▸ **CONSIGNE**
Rédigez la suite du texte sur la démographie du Québec et l'immigration, à partir de sa dernière phrase.

▸ **TEXTE FOURNI**
○ ○ ○ ○

Une opinion largement répandue veut que le Québec affronte une triple menace démographique:

Une opinion largement répandue veut que le Québec affronte une triple menace démographique:

1- Sa population vieillit.

2- Il est incapable d'attirer des immigrants.

3- Sa population (Québécois de souche et immigrants) le déserte pour aller chercher fortune dans les provinces riches.

La première affirmation est abondamment documentée. Le vieillissement de la population est bien réel et représente un lourd handicap.

Pour ce qui est des deux autres, en revanche, il s'agit largement d'impressions non fondées, comme le montrent des chiffres que vient de publier l'Institut de la statistique du Québec (ISQ).

Le Québec, malgré un certain nombre de contraintes (barrière linguistique, sévérité du climat), demeure un choix très populaire auprès des immigrants. Entre 2001 et 2005, le Canada a accueilli un peu plus de 1,3 million d'immigrants. Dans leur immense majorité (93%), ces nouveaux venus s'installent dans quatre provinces. Comme on s'en doute, l'Ontario domine largement le palmarès: à elle seule, la province attire 54% des immigrants qui choisissent le Canada. Cela représente 709000 nouveaux citoyens.

Quel est le deuxième choix des immigrants? Malgré son ouverture sur le Pacifique et la douceur de ses hivers, ce n'est pas la Colombie-Britannique, et encore moins la riche Alberta, mais bien le Québec, avec 219000 nouveaux arrivants, ou 17% du total, ce qui n'est pas si mal pour une province que certains se complaisent à décrire comme un repoussoir. La Colombie-Britannique suit d'assez près avec 207000 immigrants, puis arrive l'Alberta avec 95000. Les autres provinces se partagent les miettes.

○ ○ ○ ○

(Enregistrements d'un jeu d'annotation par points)
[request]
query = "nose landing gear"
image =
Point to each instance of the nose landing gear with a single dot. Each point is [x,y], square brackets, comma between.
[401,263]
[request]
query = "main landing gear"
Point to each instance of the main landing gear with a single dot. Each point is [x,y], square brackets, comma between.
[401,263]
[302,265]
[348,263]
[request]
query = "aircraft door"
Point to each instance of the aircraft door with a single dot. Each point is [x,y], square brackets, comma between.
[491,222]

○ ○ ○ ○

▸ **RÉPONSE RÉDIGÉE**
Les Canadiens émigrent peu à l'étranger, de sorte que toutes les provinces, sur le plan des migrations internationales, sont excédentaires. Ainsi, on a vu que l'Ontario a accueilli 709000 immigrants au cours des cinq dernières années. Pendant la même période, 100000 Ontariens ont choisi d'émigrer dans un autre pays (ces chiffres ne concernent que l'émigration internationale; ils ne tiennent donc pas compte des migrations interprovinciales, dont nous reparlerons plus loin). Le gain net, pour la province voisine, se situe donc à 609000 personnes.

Les Québécois émigrent encore moins que les autres Canadiens: seulement 35000 départs internationaux en cinq ans, ce qui lui permet de dégager un solde positif de 171000 citoyens additionnels.

Mais le Québec est-il capable de retenir ses citoyens tentés de s'installer dans une province plus riche?

Sur ce plan, il réussit assez bien à tirer son épingle du jeu.

Certes, dès qu'il est question de migrations interprovinciales, un nom transcende tous les autres; Alberta! l'opulente Alberta, où l'argent du pétrole coule à flots, où le chômage est inexistant, où les contribuables ne paient pratiquement pas d'impôts. Évidemment que le paradis albertain agit comme un aimant sur les autres Canadiens.

Toujours entre 2001 et 2005, l'Alberta a attiré pas moins de 356000 citoyens des autres provinces; pendant ce temps, 251000 Albertains ont choisi de s'établir ailleurs au Canada. Cela laisse un énorme solde migratoire interprovincial de 105000 nouveaux Albertains.

À l'exception de la Colombie-Britannique, où les arrivées dépassent légèrement les départs, et de la minuscule Île-du-Prince-Édouard, dont les chiffres sont insignifiants, toutes les provinces canadiennes terminent la période avec un solde interprovincial négatif.

Il est donc exact de dire que l'Alberta draine la population des autres provinces.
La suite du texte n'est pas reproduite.